[AUFGABENSTELLUNG] Erklären Sie anhand des Artikels über die Proteste gegen Selenskijs Gesetz in ein bis drei Sätzen, wodurch das neue Gesetz dem Nationalen Antikorruptionsbüro (NABU) seine Unabhängigkeit entzieht.

Warum Selenskij seine Anti-Korruptionsjäger lahm legt - und damit große Proteste auslöst

Proteste in Kiew gegen Selenskijs neues Gesetz
Reden gab es keine, in der zweiten Protestnacht vorwiegend junger Ukrainer und Ukrainerinnen, in mehreren Städten des Landes. Sie wollen sich keiner Partei zuordnen lassen, aber umso heftiger demonstrieren, gegen das jüngste Vorgehen von Präsident Wolodimir Selenskij. Auf ihren in die Höhe gehaltenen Pappschildern steht zu lesen: „Schande“ oder „Wollen Sie mich verarschen?“
Zum ersten Mal seit der russischen Aggression gegen die Ukraine vor mehr als drei Jahren hat Selenskij eine Front im Inneren gegen sich. Der Grund: Ein im Blitzverfahren verabschiedetes und vom Präsidenten Dienstagnacht unterschriebenes Gesetz, das de facto die Anti-Korruptionskämpfer im Land lahm legt. Das Gesetz entzieht dem Nationalen Antikorruptionsbüro (NABU), das vor zehn Jahren unter dem Druck der USA und der EU gegründet wurde, seine Unabhängigkeit. Denn sowohl NABU als auch der Sonderstaatsanwalt für Korruptionsbekämpfung werden demnach dem Generalstaatsanwalt unterstellt – und der wird wiederum vom Präsidenten ernannt und erhält vor allem die Befugnis, etwaige Ermittlungen der Korruptionsbekämpfer einzustellen.
Das heftige Ausmaß der Proteste dürfte Selenskij überrascht haben. Noch am Donnerstag legte er eine neue Version des Gesetzes zur Funktion von Antikorruptionsorganen vor. Diese werde die Unabhängigkeit der Behörden zur Korruptionsbekämpfung gewährleisten, versprach er. Details nannte der Präsident nicht, er blieb aber bei dem Vorwurf, bei den Anti-Korruptionsjägern gebe es „russischen Einfluss“.

Präsident Wolodimir Selenskij
Hintergrund des im Schnellverfahren durchgepeitschtes Gesetzes dürfte sein, dass die Anti-Korruptionsbehörden einigen Personen im nahen Umfeld des Präsidenten auf die Füße getreten sind. Darunter vor allem Vizepremier Oleksij Tschernyschow. Im Juni hatte die NABU einen Antrag auf Suspendierung Tschernyschows gestellt. Ihm wird Amtsmissbrauch und Bestechlichkeit vorgeworfen. Als Infrastrukturminister soll er 2022 Voraussetzungen für die Übergabe eines Grundstücks an ein staatliches Unternehmen geschaffen haben, das daraufhin Investitionsverträge für den Bau von Wohnhäusern mit bestimmten Firmen abschloss. Das Grundstück und die später dort gebauten Häuser wurden dabei fast fünfmal günstiger als der damals übliche Marktwert bewertet, wodurch der Staat um Millionen geprellt wurde. Tschernyschow weist alle Vorwürfe zurück.

[DATEN ZUR AUSWERTUNG]

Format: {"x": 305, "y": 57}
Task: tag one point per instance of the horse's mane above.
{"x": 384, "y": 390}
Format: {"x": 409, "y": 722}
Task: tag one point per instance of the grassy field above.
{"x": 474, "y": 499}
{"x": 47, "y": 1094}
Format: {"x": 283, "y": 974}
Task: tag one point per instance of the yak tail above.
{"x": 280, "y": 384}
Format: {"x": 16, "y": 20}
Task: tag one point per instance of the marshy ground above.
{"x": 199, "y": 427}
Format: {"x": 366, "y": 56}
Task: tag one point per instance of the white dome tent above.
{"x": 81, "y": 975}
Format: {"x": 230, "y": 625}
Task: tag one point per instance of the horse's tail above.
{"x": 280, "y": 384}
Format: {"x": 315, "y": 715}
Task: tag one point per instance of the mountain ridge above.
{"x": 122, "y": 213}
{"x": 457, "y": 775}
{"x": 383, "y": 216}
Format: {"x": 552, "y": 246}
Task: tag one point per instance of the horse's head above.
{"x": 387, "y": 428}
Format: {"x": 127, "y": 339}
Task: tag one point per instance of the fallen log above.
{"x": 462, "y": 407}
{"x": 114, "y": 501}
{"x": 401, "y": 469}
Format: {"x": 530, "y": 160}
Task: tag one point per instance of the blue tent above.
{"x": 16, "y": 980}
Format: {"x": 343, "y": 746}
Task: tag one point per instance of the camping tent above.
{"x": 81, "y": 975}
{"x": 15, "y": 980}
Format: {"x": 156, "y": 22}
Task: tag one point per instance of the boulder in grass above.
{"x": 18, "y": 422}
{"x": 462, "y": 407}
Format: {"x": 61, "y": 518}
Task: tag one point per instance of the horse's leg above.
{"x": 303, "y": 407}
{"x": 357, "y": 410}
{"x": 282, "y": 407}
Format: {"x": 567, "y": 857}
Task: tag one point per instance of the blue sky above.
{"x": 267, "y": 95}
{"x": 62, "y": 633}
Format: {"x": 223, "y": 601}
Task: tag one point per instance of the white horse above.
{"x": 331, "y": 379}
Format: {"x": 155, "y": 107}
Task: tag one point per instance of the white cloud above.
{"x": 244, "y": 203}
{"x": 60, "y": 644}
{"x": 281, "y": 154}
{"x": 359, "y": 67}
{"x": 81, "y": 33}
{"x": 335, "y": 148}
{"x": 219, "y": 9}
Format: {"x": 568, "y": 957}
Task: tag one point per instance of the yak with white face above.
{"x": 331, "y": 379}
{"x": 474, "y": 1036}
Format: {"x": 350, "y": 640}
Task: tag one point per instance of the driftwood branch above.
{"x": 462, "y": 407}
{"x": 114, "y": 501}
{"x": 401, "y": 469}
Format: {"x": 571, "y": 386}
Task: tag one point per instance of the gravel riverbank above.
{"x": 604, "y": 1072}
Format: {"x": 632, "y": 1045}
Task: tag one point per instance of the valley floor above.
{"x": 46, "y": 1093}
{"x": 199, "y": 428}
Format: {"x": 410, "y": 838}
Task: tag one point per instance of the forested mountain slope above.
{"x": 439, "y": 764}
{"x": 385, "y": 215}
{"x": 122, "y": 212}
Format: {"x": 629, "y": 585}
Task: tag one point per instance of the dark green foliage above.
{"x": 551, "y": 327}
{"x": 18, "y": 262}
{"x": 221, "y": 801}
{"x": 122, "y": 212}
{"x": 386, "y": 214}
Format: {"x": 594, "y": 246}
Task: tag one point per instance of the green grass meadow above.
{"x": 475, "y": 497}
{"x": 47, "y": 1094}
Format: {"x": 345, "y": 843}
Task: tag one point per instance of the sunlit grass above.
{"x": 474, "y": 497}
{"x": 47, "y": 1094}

[GELÖSTE AUFGABE] Das Gesetz unterstellt sowohl das NABU als auch den Sonderstaatsanwalt für Korruptionsbekämpfung dem Generalstaatsanwalt. Dieser wird vom Präsidenten ernannt und erhält vor allem die Befugnis, etwaige Ermittlungen der Korruptionsbekämpfer einzustellen.